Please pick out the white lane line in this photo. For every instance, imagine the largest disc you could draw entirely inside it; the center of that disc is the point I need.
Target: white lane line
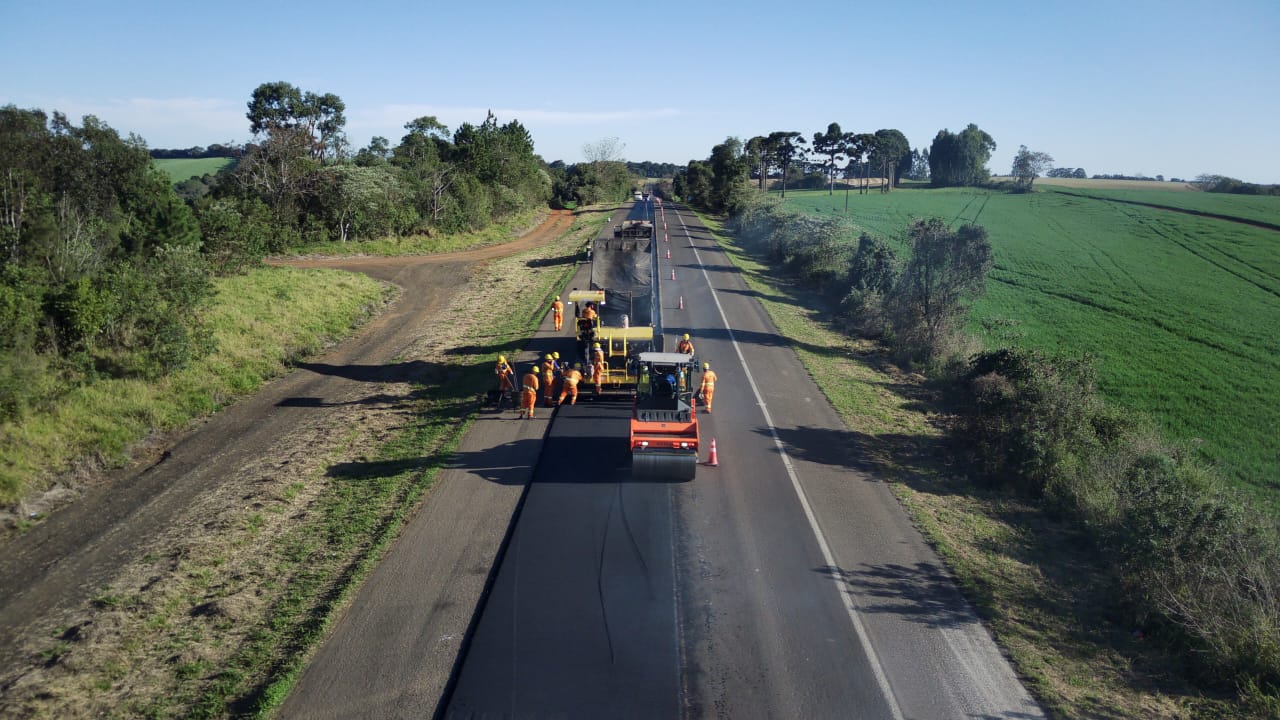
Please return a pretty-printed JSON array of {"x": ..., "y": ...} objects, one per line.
[{"x": 848, "y": 598}]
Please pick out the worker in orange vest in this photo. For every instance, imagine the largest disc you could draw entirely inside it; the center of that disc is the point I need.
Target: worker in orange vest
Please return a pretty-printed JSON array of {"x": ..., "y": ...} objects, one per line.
[
  {"x": 529, "y": 392},
  {"x": 558, "y": 313},
  {"x": 506, "y": 376},
  {"x": 570, "y": 381},
  {"x": 708, "y": 388},
  {"x": 506, "y": 379},
  {"x": 549, "y": 369},
  {"x": 598, "y": 369}
]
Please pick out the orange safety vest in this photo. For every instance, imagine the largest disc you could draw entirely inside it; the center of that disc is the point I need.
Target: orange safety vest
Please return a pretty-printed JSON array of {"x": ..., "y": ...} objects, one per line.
[{"x": 708, "y": 381}]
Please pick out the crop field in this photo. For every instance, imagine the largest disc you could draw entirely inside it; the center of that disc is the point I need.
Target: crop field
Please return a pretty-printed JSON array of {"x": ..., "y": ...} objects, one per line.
[
  {"x": 1180, "y": 311},
  {"x": 183, "y": 168}
]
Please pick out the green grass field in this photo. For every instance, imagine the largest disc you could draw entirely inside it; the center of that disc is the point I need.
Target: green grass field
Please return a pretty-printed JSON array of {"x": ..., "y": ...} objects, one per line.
[
  {"x": 1180, "y": 311},
  {"x": 183, "y": 168}
]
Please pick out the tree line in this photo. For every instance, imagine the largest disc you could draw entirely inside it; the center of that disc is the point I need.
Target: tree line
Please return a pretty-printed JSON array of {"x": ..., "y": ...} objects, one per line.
[
  {"x": 196, "y": 153},
  {"x": 105, "y": 269},
  {"x": 787, "y": 159}
]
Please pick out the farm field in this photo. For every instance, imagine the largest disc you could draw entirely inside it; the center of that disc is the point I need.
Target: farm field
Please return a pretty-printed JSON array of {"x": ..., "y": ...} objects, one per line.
[
  {"x": 1180, "y": 311},
  {"x": 183, "y": 168}
]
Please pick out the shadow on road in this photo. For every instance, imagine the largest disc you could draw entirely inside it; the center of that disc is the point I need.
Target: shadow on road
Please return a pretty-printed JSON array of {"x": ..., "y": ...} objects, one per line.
[
  {"x": 767, "y": 340},
  {"x": 923, "y": 593},
  {"x": 778, "y": 299},
  {"x": 552, "y": 261},
  {"x": 410, "y": 372}
]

——————————

= Set exercise =
Can you copy the entire listing above, line for line and without changes, leaving the pictures out?

= Solution to this problem =
Please pick out the white lane line in this photo. For every instance, imagine the largest disc you could draw entirely inside it; the center of that disc is the point I need.
Target: white lane line
Please return a pretty-printed JSON array of {"x": ..., "y": ...} objects, one per line.
[{"x": 848, "y": 598}]
Please pick out the worker in orange vest in this photo. For every instance, imagine the largest disc you could draw entirely inside it; the center of that disc is the point I need.
Target: worker in orange vest
Please return a pretty-printed JSON array of {"x": ..., "y": ...} objects, one per line.
[
  {"x": 529, "y": 392},
  {"x": 558, "y": 313},
  {"x": 506, "y": 376},
  {"x": 570, "y": 381},
  {"x": 708, "y": 388},
  {"x": 506, "y": 379},
  {"x": 549, "y": 369},
  {"x": 598, "y": 369}
]
Please pick out the orange safety vest in this photo. For every instance, imagine the largest disc you could draw entirely inside it; the center of that disc is the point I need.
Target: orange safety vest
Please return a pretty-printed JSON array of {"x": ..., "y": ...} objects, one per line.
[{"x": 708, "y": 381}]
Please pick out the crop field in this photo. For every instance, imagine the largest disc you could draw entirely inside it; the center of that disc is the point I need.
Target: crop field
Please return a pretty-printed JSON array of {"x": ..., "y": ...} objects, one per line.
[
  {"x": 1180, "y": 311},
  {"x": 183, "y": 168}
]
Please pick out the green grass field in this photo. For every instance, imagine the largest disc you could draw entirely inside it; the center of that disc is the point I need.
Target: green grass field
Please return a pretty-printed JSON array of {"x": ..., "y": ...} objects, one per line.
[
  {"x": 1180, "y": 311},
  {"x": 183, "y": 168}
]
Please pick out the tree line in this photo. For every instance, imagine the largest disc you could draw entirely inside it; the center of that disc is the point I need.
Target: tree line
Please return a pretty-printed JSON array of {"x": ..., "y": ...} objects, one per line.
[
  {"x": 196, "y": 153},
  {"x": 105, "y": 269},
  {"x": 787, "y": 159}
]
Please pick out the farm field in this photo. For every instance, imagine the largest disc you could draw entirely inside it; the center of that disc is the point I need.
Target: farm field
Please return a pretty-printed JSON array of {"x": ..., "y": ...} objects, one per line.
[
  {"x": 1180, "y": 311},
  {"x": 183, "y": 168}
]
Please pick out the shadow on road in this photo. For every instance, imagine the largest disc you could draw entirely inside it; the center of that disc is the point I need.
Target: shadow on road
Please return a pretty-printed JSON array of {"x": ..., "y": ...} objects, one per line.
[
  {"x": 767, "y": 340},
  {"x": 923, "y": 593},
  {"x": 778, "y": 299},
  {"x": 552, "y": 261},
  {"x": 410, "y": 372}
]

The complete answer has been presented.